**Prompt**:
Say how many lines in the entries contain "wheel", giving only the number.

**Record excerpts**:
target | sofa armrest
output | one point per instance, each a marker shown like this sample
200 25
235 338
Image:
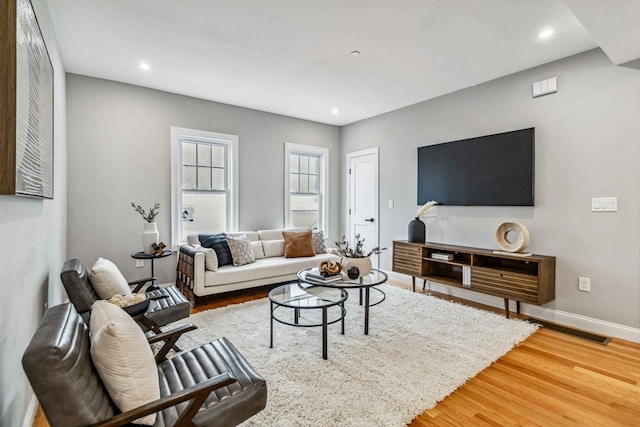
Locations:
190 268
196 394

---

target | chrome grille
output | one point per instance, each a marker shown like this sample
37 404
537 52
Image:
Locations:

* * *

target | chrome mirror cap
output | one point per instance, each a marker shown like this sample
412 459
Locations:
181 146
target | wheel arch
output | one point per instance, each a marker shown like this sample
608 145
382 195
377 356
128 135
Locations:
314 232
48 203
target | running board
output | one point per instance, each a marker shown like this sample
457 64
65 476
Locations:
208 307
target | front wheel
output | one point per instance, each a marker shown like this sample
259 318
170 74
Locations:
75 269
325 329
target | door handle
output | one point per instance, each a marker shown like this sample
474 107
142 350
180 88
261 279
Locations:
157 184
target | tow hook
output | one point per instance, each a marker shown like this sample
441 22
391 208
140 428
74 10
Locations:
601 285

**Solved exercise**:
2